C'è un pezzo con trentadue linee di chitarra. Trentadue. Praticamente è Bamboleiro. Tutto è stato fatto su una scala completamente diversa, compreso l'uso di strumenti che non sono i nostri. Prendi i violini: non è la prima volta che li usiamo, ma questa volta quando entrano li senti."

Di tutti gli album dei Fast Animals and Slow Kids questo è quello con un suono più complesso, aperto, stratificato. Ed è anche il primo non solo con una major (Warner), ma anche con un produttore esterno al loro ecosistema. Matteo Cantaluppi è forse l'ultimo dei produttori che ci si sarebbe aspettati per il nuovo album dei Fask, venendo da un mondo di pop e cantautori (Dimartino, Ex Otago e, su tutti, Thegiornalisti). Alla fine, invece, tutte le stelle erano allineate.

Aimone: "Matteo è il quinto che abbiamo provato come produttore. È la prima volta che abbiamo un produttore, uno che non sia dei nostri. Prima sono sempre stati Jacopo e Andrea Marmorini, rispettivamente bassista e fonico dei Fask. Era tutto interno alla band, non c'era tanto da cercare in giro. Ed è il primo disco che non registriamo nella nostra casa vacanze, sul lago di Montepulciano. Volevamo confrontarci con un professionista diverso stavolta, che le macchine le puoi anche comprare ma poi devi sapere come usarle. Siamo arrivati a lui dopo un processo bello grosso, è due anni che siamo fermi, e lo abbiamo scelto perchè ha capito l'anima della band, ha una conoscenza musicale importante che è una cosa fondamentale. Volevamo trovarci con qualcuno che capisse dove siamo e qual è il percorso. E questa idea, che è molto molto chiara nel nostro caso, è che più fai dischi più tutto assume una sua logica. Da sempre ci piace aggiungere roba, sempre di più, ad ogni album. Quando tutti ci dicevano "togli" lui ci ha detto "lasciamo, e facciamolo in grande".

Tra noi è raro che si parli di musica. Quando fai qualcosa con qualcuno per tanto tempo non hai bisogno di parlarne, così ti limiti al dettaglio, a quello che abbiamo fatto oggi, ma non in senso più ampio. Doverne parlare con qualcuno che non fosse uno di noi, e dover quindi parlare di tutto senza dare niente per scontato, ci ha aiutato a capire dove vogliamo arrivare, qual è il suono che vogliamo ottenere e come vogliamo farlo."
##############################
▶ [Consegna scritta] Riporti il passo dell'estratto che inizia con le parole contenenti "C'è un pezzo" e termina con "stelle erano allineate.", sostituendo "violini" con "archi".

▶ [Insieme di dati]
##############################
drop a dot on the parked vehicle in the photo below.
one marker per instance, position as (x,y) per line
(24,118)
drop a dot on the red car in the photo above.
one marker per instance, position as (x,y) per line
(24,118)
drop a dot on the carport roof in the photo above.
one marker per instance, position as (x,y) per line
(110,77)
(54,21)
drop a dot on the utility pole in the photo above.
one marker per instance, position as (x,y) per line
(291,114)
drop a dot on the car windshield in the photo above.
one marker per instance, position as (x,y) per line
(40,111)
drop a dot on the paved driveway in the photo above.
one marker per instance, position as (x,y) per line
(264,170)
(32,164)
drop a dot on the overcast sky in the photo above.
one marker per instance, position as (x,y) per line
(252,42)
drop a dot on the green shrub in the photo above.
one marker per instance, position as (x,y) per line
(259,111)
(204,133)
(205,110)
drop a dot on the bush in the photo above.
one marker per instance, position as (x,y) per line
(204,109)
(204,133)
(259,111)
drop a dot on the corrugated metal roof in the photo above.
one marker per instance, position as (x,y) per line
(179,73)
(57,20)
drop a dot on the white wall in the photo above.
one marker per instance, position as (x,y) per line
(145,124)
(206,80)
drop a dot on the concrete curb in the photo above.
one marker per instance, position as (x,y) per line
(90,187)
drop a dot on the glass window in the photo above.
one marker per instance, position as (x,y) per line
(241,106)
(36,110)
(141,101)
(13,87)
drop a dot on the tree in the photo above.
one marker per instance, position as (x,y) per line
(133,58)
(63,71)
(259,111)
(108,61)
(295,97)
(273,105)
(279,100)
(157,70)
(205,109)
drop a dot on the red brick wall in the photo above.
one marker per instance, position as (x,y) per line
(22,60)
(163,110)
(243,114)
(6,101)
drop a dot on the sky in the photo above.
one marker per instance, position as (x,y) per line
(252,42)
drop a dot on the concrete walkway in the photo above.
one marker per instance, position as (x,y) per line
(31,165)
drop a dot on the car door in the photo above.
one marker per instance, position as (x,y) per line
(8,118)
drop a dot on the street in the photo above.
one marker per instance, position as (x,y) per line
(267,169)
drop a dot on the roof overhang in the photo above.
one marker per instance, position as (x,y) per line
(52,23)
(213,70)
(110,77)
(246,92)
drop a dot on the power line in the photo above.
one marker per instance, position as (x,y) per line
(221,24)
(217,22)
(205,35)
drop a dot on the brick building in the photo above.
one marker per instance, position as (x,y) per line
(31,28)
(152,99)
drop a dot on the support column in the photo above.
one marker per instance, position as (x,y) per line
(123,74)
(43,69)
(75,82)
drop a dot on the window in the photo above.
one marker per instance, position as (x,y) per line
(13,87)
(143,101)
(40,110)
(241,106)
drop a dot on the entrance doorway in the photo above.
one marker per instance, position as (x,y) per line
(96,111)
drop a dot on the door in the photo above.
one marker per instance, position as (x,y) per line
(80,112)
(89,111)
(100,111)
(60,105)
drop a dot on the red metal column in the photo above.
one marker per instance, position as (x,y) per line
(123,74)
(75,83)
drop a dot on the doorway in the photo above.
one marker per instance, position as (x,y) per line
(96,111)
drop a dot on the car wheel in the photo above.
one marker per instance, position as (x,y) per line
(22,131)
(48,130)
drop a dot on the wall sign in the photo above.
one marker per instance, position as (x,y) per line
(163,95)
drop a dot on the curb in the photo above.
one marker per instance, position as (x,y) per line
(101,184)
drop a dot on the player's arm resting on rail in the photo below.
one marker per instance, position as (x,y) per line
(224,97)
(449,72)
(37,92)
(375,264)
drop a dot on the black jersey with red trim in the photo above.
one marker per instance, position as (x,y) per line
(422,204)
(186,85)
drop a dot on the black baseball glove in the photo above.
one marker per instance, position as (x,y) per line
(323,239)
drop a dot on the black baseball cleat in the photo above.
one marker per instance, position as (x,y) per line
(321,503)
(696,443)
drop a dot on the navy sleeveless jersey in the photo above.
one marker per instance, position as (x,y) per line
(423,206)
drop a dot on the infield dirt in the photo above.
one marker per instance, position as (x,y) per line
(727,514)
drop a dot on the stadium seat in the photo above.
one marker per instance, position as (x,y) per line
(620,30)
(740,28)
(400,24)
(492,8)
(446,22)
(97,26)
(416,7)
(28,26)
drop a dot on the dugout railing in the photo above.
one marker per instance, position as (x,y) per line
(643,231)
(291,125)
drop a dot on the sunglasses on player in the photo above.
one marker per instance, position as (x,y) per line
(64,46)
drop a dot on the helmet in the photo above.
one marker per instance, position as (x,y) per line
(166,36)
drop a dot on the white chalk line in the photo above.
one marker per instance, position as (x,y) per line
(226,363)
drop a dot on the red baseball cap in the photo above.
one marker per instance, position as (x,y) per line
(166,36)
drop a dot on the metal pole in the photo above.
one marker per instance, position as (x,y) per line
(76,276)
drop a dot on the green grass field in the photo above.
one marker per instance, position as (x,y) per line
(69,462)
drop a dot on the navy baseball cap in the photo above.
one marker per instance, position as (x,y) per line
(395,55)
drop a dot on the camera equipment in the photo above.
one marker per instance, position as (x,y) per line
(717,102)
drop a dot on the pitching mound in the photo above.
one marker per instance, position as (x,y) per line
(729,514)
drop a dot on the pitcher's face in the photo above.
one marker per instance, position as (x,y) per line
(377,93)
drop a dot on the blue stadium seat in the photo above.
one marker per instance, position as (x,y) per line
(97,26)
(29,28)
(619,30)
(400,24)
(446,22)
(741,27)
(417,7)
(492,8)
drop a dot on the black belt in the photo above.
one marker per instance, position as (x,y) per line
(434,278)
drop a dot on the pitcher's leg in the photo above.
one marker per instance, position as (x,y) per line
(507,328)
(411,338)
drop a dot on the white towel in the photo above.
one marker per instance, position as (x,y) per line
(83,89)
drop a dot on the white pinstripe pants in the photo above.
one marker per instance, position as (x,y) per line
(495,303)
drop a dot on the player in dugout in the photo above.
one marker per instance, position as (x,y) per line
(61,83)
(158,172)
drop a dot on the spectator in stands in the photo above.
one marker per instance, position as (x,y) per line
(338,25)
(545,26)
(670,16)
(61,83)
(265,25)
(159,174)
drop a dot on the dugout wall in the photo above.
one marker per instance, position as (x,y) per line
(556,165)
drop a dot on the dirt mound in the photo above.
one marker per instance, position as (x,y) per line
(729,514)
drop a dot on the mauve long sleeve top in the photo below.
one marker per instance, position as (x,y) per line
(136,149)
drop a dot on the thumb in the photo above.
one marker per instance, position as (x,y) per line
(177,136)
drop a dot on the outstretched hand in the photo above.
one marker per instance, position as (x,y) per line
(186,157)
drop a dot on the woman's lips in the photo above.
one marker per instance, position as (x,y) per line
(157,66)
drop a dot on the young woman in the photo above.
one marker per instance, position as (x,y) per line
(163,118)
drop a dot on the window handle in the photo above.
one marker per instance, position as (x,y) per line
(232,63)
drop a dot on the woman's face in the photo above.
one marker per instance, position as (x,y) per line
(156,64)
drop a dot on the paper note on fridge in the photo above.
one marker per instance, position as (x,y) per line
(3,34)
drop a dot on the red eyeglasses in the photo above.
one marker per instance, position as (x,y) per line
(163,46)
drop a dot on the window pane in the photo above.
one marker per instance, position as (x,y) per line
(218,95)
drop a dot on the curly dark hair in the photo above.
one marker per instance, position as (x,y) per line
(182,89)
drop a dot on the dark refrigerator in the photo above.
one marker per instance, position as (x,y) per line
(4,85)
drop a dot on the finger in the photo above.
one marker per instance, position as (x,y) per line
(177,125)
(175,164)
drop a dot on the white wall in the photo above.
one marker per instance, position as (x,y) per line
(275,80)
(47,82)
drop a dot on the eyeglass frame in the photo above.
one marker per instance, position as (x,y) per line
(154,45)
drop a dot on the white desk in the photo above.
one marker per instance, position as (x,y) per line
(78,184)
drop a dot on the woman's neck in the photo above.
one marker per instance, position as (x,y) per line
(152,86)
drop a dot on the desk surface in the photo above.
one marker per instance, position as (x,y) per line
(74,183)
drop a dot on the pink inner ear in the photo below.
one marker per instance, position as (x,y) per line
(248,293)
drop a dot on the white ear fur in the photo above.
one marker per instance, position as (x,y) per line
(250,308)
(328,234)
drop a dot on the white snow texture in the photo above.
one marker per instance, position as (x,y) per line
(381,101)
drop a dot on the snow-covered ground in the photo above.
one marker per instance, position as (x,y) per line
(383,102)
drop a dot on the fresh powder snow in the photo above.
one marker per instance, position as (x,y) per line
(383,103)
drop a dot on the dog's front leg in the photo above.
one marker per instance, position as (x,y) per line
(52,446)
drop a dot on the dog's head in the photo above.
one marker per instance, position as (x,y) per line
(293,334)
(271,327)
##############################
▶ [Soluzione dell'esercizio]
C'è un pezzo con trentadue linee di chitarra. Trentadue. Praticamente è Bamboleiro. Tutto è stato fatto su una scala completamente diversa, compreso l'uso di strumenti che non sono i nostri. Prendi i archi: non è la prima volta che li usiamo, ma questa volta quando entrano li senti."

Di tutti gli album dei Fast Animals and Slow Kids questo è quello con un suono più complesso, aperto, stratificato. Ed è anche il primo non solo con una major (Warner), ma anche con un produttore esterno al loro ecosistema. Matteo Cantaluppi è forse l'ultimo dei produttori che ci si sarebbe aspettati per il nuovo album dei Fask, venendo da un mondo di pop e cantautori (Dimartino, Ex Otago e, su tutti, Thegiornalisti). Alla fine, invece, tutte le stelle erano allineate.